Gather every line in the items below that contains the word "shoe", copying each line in full. Case counts.

[START]

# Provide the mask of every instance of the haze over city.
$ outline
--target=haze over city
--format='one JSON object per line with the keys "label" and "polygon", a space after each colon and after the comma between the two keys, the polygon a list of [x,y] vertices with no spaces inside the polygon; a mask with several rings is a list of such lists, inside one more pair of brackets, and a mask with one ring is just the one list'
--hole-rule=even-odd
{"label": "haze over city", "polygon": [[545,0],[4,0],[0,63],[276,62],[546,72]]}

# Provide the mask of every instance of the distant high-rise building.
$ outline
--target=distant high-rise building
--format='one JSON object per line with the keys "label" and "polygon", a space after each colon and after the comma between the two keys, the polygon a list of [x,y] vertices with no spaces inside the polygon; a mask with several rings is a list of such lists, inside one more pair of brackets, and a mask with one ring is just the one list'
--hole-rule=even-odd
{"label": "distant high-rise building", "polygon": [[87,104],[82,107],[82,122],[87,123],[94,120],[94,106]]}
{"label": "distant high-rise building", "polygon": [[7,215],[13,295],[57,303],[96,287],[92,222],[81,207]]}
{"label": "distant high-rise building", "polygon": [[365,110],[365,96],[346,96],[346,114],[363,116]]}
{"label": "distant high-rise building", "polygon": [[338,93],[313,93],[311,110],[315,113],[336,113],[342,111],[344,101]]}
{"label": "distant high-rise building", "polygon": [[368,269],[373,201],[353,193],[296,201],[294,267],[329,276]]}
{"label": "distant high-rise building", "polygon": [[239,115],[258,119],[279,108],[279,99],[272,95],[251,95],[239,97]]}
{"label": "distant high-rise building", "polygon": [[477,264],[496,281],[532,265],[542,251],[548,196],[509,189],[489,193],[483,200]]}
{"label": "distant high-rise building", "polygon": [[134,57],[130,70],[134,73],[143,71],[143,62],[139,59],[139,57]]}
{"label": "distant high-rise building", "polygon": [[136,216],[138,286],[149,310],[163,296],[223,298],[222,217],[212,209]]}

[END]
[START]

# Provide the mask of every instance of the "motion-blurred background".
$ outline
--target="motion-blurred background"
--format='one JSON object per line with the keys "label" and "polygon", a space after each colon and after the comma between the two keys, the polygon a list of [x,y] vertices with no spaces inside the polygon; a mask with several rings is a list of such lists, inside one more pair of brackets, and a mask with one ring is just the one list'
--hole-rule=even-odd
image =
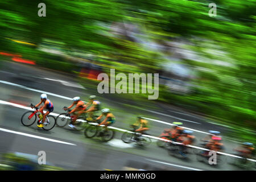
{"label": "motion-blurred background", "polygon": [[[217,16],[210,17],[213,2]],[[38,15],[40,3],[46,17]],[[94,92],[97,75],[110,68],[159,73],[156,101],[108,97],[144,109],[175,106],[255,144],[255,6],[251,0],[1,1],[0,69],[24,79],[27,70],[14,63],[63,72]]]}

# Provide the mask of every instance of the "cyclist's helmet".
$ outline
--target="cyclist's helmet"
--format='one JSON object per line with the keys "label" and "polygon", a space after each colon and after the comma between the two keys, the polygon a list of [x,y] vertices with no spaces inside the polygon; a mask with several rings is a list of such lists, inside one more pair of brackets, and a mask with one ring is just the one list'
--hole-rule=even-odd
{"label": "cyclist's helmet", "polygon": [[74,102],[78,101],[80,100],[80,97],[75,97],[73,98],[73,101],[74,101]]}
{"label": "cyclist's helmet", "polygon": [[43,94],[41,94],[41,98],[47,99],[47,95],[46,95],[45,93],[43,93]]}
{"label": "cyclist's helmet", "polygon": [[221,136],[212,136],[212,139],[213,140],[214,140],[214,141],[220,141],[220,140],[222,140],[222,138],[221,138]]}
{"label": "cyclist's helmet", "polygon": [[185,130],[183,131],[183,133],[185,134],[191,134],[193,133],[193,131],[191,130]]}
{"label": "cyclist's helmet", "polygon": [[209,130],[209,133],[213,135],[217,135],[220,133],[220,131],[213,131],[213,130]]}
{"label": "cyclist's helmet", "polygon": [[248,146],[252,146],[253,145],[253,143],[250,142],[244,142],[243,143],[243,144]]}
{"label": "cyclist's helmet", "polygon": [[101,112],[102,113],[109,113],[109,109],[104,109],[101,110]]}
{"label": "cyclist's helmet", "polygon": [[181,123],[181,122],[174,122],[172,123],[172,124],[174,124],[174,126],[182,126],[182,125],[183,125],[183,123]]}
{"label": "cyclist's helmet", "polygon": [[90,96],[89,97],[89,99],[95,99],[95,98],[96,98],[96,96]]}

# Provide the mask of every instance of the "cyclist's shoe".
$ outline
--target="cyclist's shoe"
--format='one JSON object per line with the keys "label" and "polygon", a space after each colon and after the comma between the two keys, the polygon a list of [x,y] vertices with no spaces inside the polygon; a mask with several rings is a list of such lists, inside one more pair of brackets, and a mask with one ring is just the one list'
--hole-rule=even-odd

[END]
[START]

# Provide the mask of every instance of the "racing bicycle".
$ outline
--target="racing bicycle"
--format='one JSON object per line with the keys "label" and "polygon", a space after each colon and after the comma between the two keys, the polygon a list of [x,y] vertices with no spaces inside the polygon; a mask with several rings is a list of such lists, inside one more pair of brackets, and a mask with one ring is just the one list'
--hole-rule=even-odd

[END]

**ANSWER**
# Provide the mask of every instance of the "cyclist's shoe".
--target="cyclist's shoe"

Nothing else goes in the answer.